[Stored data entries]
◇ ◇ ◇ ◇ ◇

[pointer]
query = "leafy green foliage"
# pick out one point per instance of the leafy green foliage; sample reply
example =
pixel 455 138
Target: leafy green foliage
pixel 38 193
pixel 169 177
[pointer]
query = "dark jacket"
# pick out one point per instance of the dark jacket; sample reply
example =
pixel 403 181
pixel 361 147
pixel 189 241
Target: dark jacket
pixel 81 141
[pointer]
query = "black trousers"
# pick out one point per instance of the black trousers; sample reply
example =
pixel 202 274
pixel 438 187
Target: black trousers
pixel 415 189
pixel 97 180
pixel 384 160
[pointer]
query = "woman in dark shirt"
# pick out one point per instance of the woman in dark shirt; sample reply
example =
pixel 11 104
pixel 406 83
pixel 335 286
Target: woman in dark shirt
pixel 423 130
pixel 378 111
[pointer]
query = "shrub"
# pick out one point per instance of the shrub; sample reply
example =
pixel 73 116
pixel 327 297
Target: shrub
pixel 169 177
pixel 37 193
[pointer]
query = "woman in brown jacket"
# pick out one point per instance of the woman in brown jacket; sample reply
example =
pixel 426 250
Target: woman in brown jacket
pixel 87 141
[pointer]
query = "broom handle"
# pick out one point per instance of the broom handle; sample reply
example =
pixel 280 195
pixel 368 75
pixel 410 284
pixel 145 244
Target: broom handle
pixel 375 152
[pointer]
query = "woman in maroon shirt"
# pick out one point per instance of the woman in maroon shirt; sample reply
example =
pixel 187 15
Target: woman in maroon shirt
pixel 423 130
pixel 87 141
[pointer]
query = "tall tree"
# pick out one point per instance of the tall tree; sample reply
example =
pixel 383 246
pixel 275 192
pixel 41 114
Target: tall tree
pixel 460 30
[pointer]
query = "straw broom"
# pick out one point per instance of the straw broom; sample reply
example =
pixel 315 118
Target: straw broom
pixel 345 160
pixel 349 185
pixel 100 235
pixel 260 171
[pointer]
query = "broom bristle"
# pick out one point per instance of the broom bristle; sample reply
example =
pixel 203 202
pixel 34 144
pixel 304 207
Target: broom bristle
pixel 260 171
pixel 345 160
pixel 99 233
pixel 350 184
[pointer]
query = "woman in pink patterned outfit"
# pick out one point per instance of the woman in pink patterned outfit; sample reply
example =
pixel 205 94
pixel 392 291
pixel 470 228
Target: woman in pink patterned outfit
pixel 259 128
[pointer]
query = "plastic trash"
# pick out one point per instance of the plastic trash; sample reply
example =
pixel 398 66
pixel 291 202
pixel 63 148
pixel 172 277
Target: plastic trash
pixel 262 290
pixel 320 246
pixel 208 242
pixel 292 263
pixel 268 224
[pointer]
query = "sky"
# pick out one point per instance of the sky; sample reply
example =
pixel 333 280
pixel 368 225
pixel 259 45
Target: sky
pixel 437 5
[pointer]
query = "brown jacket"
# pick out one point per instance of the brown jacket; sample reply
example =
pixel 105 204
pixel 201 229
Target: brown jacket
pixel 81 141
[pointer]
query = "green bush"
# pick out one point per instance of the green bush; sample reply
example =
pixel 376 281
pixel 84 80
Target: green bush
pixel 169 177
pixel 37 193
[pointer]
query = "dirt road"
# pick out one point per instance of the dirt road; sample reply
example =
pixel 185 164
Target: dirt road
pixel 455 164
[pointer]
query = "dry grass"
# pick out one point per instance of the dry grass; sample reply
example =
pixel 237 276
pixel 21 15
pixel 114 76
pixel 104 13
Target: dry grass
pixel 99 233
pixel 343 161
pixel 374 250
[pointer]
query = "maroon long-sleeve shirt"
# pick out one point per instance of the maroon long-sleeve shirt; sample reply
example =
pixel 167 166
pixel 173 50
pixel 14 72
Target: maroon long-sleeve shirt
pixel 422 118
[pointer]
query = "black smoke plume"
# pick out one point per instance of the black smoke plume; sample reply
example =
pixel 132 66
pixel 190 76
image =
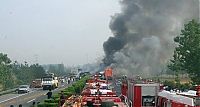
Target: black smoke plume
pixel 143 33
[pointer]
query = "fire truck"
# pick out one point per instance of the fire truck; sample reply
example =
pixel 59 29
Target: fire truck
pixel 149 94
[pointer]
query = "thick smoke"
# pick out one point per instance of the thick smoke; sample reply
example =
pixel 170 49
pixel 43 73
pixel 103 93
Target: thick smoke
pixel 143 34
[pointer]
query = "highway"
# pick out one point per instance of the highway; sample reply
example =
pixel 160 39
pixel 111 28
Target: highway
pixel 35 95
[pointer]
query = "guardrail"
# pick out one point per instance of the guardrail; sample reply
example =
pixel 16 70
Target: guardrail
pixel 8 91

◇ ◇ ◇ ◇ ◇

Work instruction =>
Output all of the entries once more, word for word, with the images removed.

Answer to this exercise =>
[pointer]
query = "leafy green foliage"
# pick out one point per instance of the leafy green foliage; sample reply
example =
pixel 455 138
Target: leafy green foliage
pixel 38 193
pixel 169 177
[pointer]
query = "dark jacket"
# pick out one point per instance of the dark jacket; sample reply
example =
pixel 403 181
pixel 361 147
pixel 189 241
Target: dark jacket
pixel 81 141
[pointer]
query = "black trousers"
# pick out one point per instance of the black trousers; sample reply
example =
pixel 202 274
pixel 438 187
Target: black trousers
pixel 415 189
pixel 97 180
pixel 384 160
[pointer]
query = "woman in dark shirt"
# pick out one point per instance of the woman in dark shirt; sample reply
example =
pixel 11 104
pixel 406 83
pixel 335 286
Target: woman in dark shirt
pixel 423 130
pixel 378 111
[pointer]
query = "shrub"
# pick out one point per instance of the shrub; sample reply
example =
pixel 73 116
pixel 327 297
Target: shrub
pixel 169 177
pixel 37 193
[pointer]
query = "woman in brown jacket"
# pick out one point per instance of the woman in brown jacket; sample reply
example =
pixel 426 250
Target: woman in brown jacket
pixel 87 141
[pointer]
query = "broom handle"
# pick out one point per instance of the broom handle; sample reply
example =
pixel 280 195
pixel 368 75
pixel 410 284
pixel 145 244
Target: broom handle
pixel 375 152
[pointer]
query = "woman in maroon shirt"
# pick out one point per instance of the woman in maroon shirt; sample reply
example =
pixel 187 15
Target: woman in maroon shirt
pixel 423 130
pixel 87 141
[pointer]
query = "tall tree"
# pick out one point per instance of the tall tree; sample reply
example =
pixel 383 246
pixel 275 192
pixel 41 114
Target: tall tree
pixel 460 30
[pointer]
query = "straw broom"
# pick out one point per instance of the straw broom; sample reply
example =
pixel 315 118
Target: straw broom
pixel 345 160
pixel 349 185
pixel 100 235
pixel 260 171
[pointer]
query = "broom bristle"
# pick out one point per instance of the broom bristle; sample reply
example =
pixel 203 202
pixel 34 144
pixel 304 207
Target: broom bristle
pixel 260 171
pixel 345 160
pixel 99 233
pixel 350 184
[pointer]
query = "woman in pink patterned outfit"
# pick out one point per instance of the woman in pink patterned outfit; sample reply
example =
pixel 205 94
pixel 392 291
pixel 470 228
Target: woman in pink patterned outfit
pixel 259 128
[pointer]
query = "plastic trash"
# pick out one point per instance of the plastic trash; sample reply
example =
pixel 398 66
pixel 291 202
pixel 63 148
pixel 172 277
Target: plastic trash
pixel 262 290
pixel 320 246
pixel 208 242
pixel 292 263
pixel 268 224
[pointer]
query = "sky"
# pick out one point per instance of the sky; sample reply
example =
pixel 333 280
pixel 368 225
pixel 259 45
Target: sky
pixel 437 5
[pointer]
query = "brown jacket"
# pick out one point per instance of the brown jacket; sample reply
example =
pixel 105 204
pixel 201 229
Target: brown jacket
pixel 81 141
[pointer]
query = "green bush"
# pick out one point per instance of the green bush; sample reply
example =
pixel 376 281
pixel 84 80
Target: green bush
pixel 169 177
pixel 37 193
[pointer]
query = "dirt road"
# pick out one point per instance of the dirt road; sample reply
example =
pixel 185 164
Target: dirt road
pixel 455 164
[pointer]
query = "dry grass"
# pick out one point per instance of the dry grass; sample reply
example =
pixel 237 276
pixel 21 15
pixel 114 76
pixel 104 13
Target: dry grass
pixel 99 233
pixel 343 161
pixel 374 250
[pointer]
query = "maroon long-sleeve shirt"
# pick out one point per instance of the maroon long-sleeve shirt; sample reply
example =
pixel 167 166
pixel 173 50
pixel 14 72
Target: maroon long-sleeve shirt
pixel 422 118
[pointer]
query = "black smoke plume"
# pick out one point per instance of the black smoke plume; sample reply
example =
pixel 132 66
pixel 190 76
image =
Target: black smoke plume
pixel 143 33
[pointer]
query = "fire truck"
# pick out one point per instance of the fire truck; sample reply
example =
pixel 59 29
Target: fire truck
pixel 149 94
[pointer]
query = "thick smoke"
# pick out one point per instance of the thick smoke; sample reply
example =
pixel 170 49
pixel 43 73
pixel 103 93
Target: thick smoke
pixel 143 34
[pointer]
query = "highway"
# pick out one point per instance of the highway; sample reply
example =
pixel 160 39
pixel 111 28
Target: highway
pixel 35 95
[pointer]
query = "guardrail"
# pick out one point per instance of the guardrail; sample reply
example =
pixel 16 70
Target: guardrail
pixel 8 91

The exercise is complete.